## DOCUMENT SEGMENT
=====
I truly believe that Jesus does bring abundant life and, in the words of the old Gospel chorus, "Joy unspeakable and full of glory".  Yes, I believe in all of that, but I'm also mindful of the shortest verse in the entire Bible which is found in the very next chapter, in John chapter eleven.  That verse is number thirty-five which simply says,  "Jesus wept."   Even Jesus wept at the grave of his dear friend Lazarus.  Yes, "Heaven's sounding sweeter all the time," as the old country Gospel tune proclaims, but the whole death and loss thing is, well, sad and painful.

Just two weeks ago, I conducted the funeral service of little David Magorian who died at the young age of two months.  It's only through the prayers of the saints and the anointing of the Holy Spirit that I was able to do that.  It seemed like hardly any time had had gone by when I was shocked to read the obituary of "Danny".  Danny was seventy-three-years old.  I think the last time I'd seen him was in 1995.  Yet, in the late seventies and early eighties he'd been a close friend of mine and I'd spent a lot of time with him.  Then, I was notified by a Facebook friend of the death of "Shirley".  Shirley was (I'm guessing) about "eighty-something".  She and her husband were living in Florida.  I had not seen Shirley in at least ten years, but back in the eighties I saw her almost every day.  She was the senior pastor's secretary at the large church where I served for several years as one of the assistant pastors.  Shirley was both a friend and a mother figure.  She truly had a great impact on my life.
=====
## DATA SHOWN
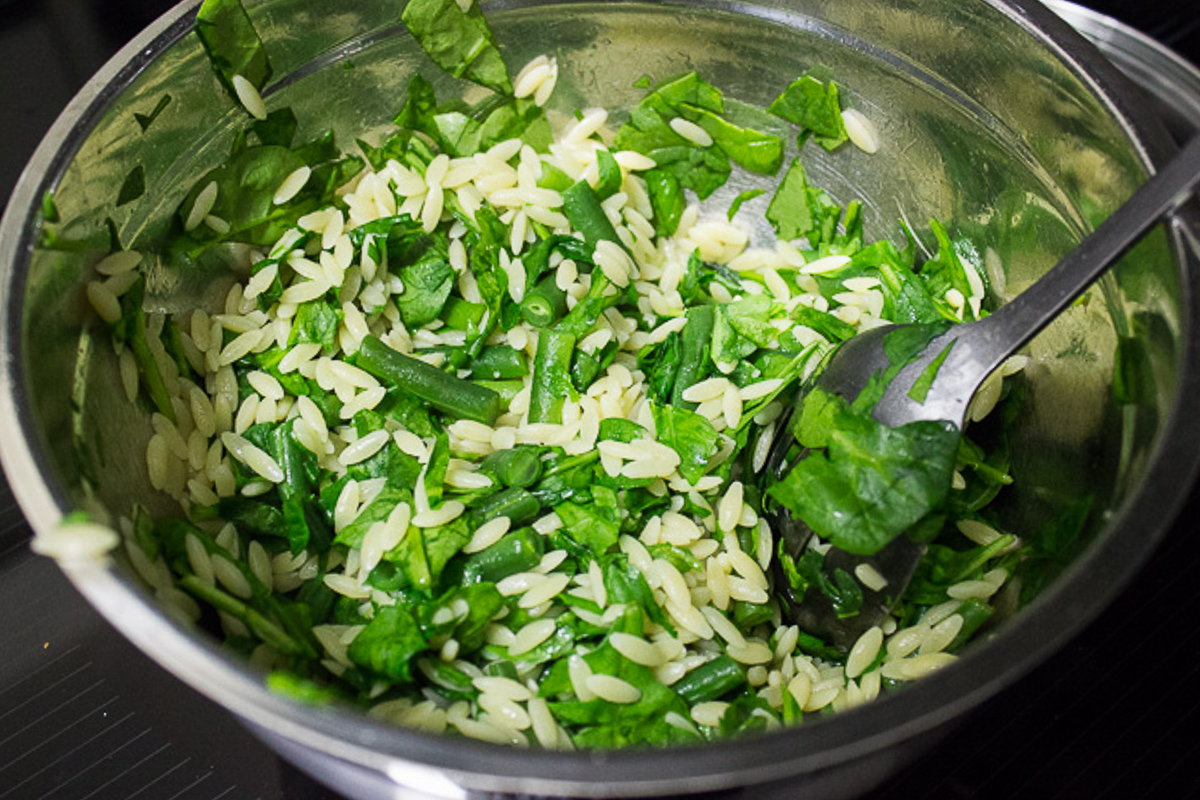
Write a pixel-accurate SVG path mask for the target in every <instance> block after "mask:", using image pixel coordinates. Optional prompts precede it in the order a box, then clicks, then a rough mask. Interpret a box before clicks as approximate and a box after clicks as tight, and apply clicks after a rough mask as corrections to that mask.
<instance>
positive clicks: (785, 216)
=====
## COMPLETE THE FOLLOWING
**a.** In the reflection on grief and loss, what does the writer credit for being able to conduct the funeral service of David Magorian? Answer in one to three sentences.
**b.** Carry the reflection on grief and loss forward from its final sentence.
The material has no connection to the reflection on grief and loss.

## SOLVED TASKS
**a.** The writer credits the prayers of the saints and the anointing of the Holy Spirit. He says it was only through these that he was able to conduct the funeral of David Magorian, who died at two months old.

**b.**
The thoughts of this piece were "germinating" in my heart and mind for several days when I sat down at a public library computer yesterday (Thursday, March 19) morning.  I was all set to start writing when I was jolted to learn that "Michelle" who'd been one of my co-workers at my answering service job had been shot to death by her boyfriend on Wednesday.  That news had such a profoundly sad impact on me that I just couldn't write what I'd been planning to write.   I don't want to share anything that might tarnish Michelle's memory, but let's just say Michelle and I were about as opposite as you could possibly imagine when I met her several years ago.  It was both my surprise and delight to watch the subtle yet real and positive changes in Michelle's life as she accepted Jesus Christ as her Personal Lord and Savior and began studying the Bible, attending a good church, and taking her responsibility and disciplines involved in her own "recovery" process very seriously.  No, I wasn't the one who led her to Christ or discipled her.  It's usually best for men to work with men and women to work with women at that stuff.  I will say that whoever led Michelle to Christ and was leading her in discipleship was a real hero in my book!  No, Michelle wasn't perfect, but watching her learn to walk with God was like watching a one-year-old learn to physically walk.  Sometimes they fall down and bump their heads or skin their knees, and maybe they cry a little, but they get up and they learn to walk and eventually they learn to run.  Michelle had a great life ahead of her.  That's why her murder at the age of thirty-one is so hard to accept.  But the great news in this tragedy is that she's with the Lord and I'll see her again one day.  The last time I saw Michelle was at the Framingham (MA) WalMart store just a few weeks ago.  As always, she gave me a big enthusiastic greeting, as though I was her best friend and the greatest guy in the world.  Honestly, I wish I could thank her for being so affirming and that I could congratulate her for making that important decision (as Billy Graham and his son Franklin would put it) to follow the Lord.  From Michelle I was reminded that the person who seems the least Godly can turn around and become extraordinarily Godly!  That's one important legacy she's left for me.  She may have been in the early stages of her Christian life, but she was an important and vital part of the Body of Christ, nevertheless.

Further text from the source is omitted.